● **Source extract**
##########
Friday, December 4, 2009

REVIEW: Oppai Volleyball


おっぱいバレー (Oppai Bare)

Released: 2009

Director:
Eiichiro Hasumi

Starring:
Haruka Ayase
Munetaka Aoki

Toru Nakamura
Seiji Fukushi
Masaki Honjo

Running time: 102 min.


Reviewed by Eric Evans


Not every film can be an auteur-driven masterpiece of artistic expression. Most are made with the much baser goals of profit and popularity, and there's nothing wrong with that: There are films, and then there are movies. The Japanese film industry produces both, and is adept at lightweight comedies, especially lightweight high-school comedies. So when a movie like "Oppai Volleyball" comes along you adjust your expectations accordingly and hope for the best.
##########
● **Assignment**
Carry on the review of "Oppai Volleyball" above, beginning after its final sentence.

Excerpts from a dataset
##########
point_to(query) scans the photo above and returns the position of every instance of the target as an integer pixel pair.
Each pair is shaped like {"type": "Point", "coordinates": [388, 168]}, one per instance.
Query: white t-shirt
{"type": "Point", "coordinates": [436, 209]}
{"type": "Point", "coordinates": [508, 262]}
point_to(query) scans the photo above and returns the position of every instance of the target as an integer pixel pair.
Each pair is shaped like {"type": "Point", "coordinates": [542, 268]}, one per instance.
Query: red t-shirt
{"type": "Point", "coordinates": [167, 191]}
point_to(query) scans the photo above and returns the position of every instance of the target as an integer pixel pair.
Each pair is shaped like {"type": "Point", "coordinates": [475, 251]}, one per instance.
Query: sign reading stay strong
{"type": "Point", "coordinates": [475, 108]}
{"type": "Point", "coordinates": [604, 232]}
##########
● **Answer to this exercise**
The premise is novel enough: It's the 1970s, and 23-yr-old Mikako (Haruka Ayase), the new teacher at the local high school, is handed the worst club to coach: the boys' volleyball team. They never win or even play, happily forfeiting their games for too few players. The club is just an excuse for them to hang out and discuss—and occasionally ogle—girls. Through a bit of verbal trickery and guilt, the boys get their attractive new coach to promise to show them her oppai (breasts) if they win a game. Dorky and unpopular with girls their own age, the team instantly begins practicing as if their lives depended on winning. Mikako is caught between pride in their sudden dedication and hard work, and fear that they may succeed. After all, she's a woman of her word, and openly ponders if she'll be forced to flash her pupils.

If this sounds like a fun (and distinctly Japanese) variation on the "Waterboys"-style plot, you're only half right. Yes, there is a group of social nobodies who choose a less-then-popular sport and learn life lessons as they practice and play it, but there's never that infectious sense of joy that sweeps the viewer into the story in better examples of the genre ("Swing Girls", "Koi Wa Go-Shichi-Go"). Unfortunately "Oppai Volleyball" is closer in tone to "Dead Poets Society", but without Peter Weir's facility for conveying emotion. The result is sincere and means well, but it feels as routine as a TV movie.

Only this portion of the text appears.